**Short exercise:** State only how many lines of the material below contain the string "tower".

[Records from a collection]
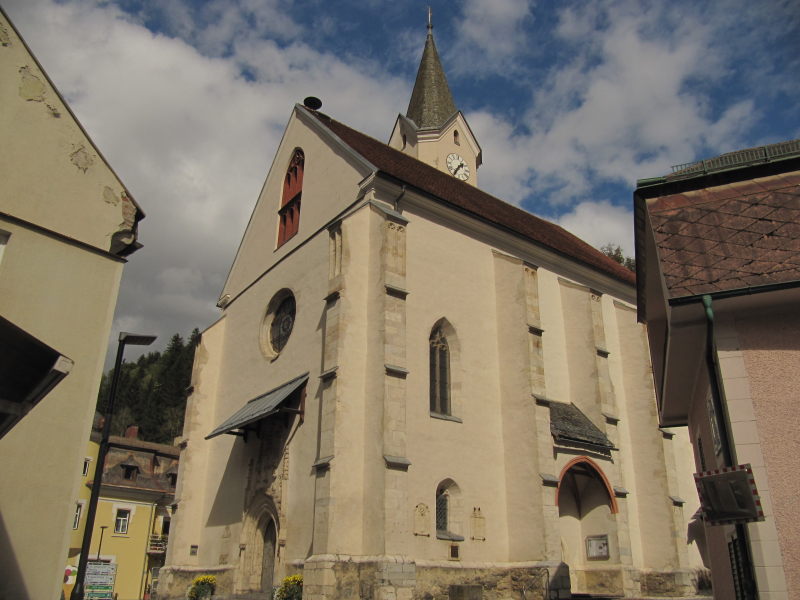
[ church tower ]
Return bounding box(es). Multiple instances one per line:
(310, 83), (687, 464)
(389, 13), (481, 187)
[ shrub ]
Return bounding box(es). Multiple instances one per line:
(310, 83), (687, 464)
(186, 575), (217, 600)
(275, 575), (303, 600)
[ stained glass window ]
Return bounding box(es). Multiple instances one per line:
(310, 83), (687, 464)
(430, 327), (450, 415)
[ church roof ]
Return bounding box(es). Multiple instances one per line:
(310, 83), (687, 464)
(300, 108), (636, 285)
(406, 27), (458, 129)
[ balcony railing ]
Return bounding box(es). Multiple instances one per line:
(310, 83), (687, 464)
(147, 535), (167, 554)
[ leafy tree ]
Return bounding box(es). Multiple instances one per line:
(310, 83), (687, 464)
(97, 329), (200, 444)
(600, 242), (636, 271)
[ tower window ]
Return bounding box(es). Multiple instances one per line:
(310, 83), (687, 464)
(430, 327), (450, 415)
(278, 148), (305, 247)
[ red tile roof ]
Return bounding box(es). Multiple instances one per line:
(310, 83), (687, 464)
(647, 171), (800, 298)
(303, 109), (636, 285)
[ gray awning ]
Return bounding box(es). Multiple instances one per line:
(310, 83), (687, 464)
(206, 373), (308, 440)
(0, 317), (74, 438)
(550, 401), (614, 449)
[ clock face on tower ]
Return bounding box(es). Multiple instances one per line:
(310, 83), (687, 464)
(447, 153), (469, 181)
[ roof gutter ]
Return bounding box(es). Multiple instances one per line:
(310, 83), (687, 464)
(700, 294), (758, 597)
(669, 280), (800, 306)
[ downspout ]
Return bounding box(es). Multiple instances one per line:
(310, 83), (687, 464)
(702, 294), (758, 599)
(139, 502), (156, 598)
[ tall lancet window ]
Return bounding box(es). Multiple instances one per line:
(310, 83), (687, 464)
(430, 325), (450, 415)
(278, 148), (305, 246)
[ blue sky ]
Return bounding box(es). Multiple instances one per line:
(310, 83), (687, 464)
(2, 0), (800, 360)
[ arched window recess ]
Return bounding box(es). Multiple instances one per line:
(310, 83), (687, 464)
(429, 325), (451, 415)
(435, 479), (464, 542)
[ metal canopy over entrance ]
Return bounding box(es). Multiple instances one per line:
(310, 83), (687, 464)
(206, 373), (308, 440)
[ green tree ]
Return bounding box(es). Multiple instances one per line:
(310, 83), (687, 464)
(600, 242), (636, 271)
(97, 329), (200, 444)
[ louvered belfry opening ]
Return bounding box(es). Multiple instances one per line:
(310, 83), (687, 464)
(278, 148), (306, 246)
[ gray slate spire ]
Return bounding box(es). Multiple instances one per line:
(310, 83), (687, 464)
(406, 23), (458, 129)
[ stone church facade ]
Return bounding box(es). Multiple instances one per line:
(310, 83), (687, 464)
(158, 24), (698, 600)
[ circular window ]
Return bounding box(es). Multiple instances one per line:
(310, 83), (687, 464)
(269, 294), (296, 352)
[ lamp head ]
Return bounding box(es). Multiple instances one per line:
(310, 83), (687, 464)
(119, 331), (158, 346)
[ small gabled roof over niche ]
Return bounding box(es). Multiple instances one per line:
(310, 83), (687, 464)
(549, 400), (614, 450)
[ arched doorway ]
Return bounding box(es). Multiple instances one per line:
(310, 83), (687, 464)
(234, 493), (280, 600)
(261, 518), (278, 598)
(557, 457), (622, 593)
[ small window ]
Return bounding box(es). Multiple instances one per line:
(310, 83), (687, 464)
(436, 486), (449, 532)
(72, 502), (83, 529)
(114, 508), (131, 533)
(278, 148), (305, 247)
(0, 230), (11, 261)
(429, 326), (450, 415)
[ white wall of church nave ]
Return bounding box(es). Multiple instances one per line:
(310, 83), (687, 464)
(406, 209), (507, 560)
(184, 233), (328, 564)
(223, 112), (366, 296)
(400, 205), (688, 568)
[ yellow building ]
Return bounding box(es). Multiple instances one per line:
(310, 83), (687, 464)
(64, 426), (179, 600)
(0, 11), (144, 600)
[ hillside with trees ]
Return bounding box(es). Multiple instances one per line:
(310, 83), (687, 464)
(97, 329), (200, 444)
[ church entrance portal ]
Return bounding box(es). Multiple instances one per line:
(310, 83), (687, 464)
(558, 457), (622, 593)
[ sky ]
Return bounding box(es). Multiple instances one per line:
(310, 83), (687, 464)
(0, 0), (800, 359)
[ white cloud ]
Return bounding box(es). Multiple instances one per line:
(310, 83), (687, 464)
(555, 200), (634, 256)
(477, 2), (759, 206)
(446, 0), (533, 76)
(6, 0), (407, 360)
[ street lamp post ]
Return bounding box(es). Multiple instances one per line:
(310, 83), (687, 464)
(69, 331), (156, 600)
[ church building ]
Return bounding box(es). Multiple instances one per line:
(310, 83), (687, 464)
(158, 25), (701, 600)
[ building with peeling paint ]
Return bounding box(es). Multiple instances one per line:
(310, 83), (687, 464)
(158, 23), (701, 600)
(0, 11), (144, 600)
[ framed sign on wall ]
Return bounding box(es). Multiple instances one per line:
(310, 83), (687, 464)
(586, 535), (608, 560)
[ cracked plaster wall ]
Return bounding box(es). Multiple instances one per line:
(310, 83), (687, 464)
(0, 15), (137, 252)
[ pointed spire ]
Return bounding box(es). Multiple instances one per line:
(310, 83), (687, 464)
(406, 12), (458, 129)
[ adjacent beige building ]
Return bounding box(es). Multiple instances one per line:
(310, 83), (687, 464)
(0, 11), (144, 600)
(158, 25), (699, 600)
(634, 140), (800, 600)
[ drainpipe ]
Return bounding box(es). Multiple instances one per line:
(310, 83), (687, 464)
(702, 294), (758, 599)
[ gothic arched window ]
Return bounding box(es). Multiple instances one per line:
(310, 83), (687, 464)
(278, 148), (305, 246)
(436, 485), (450, 532)
(430, 326), (450, 415)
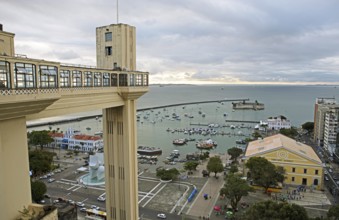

**Exercise result:** 3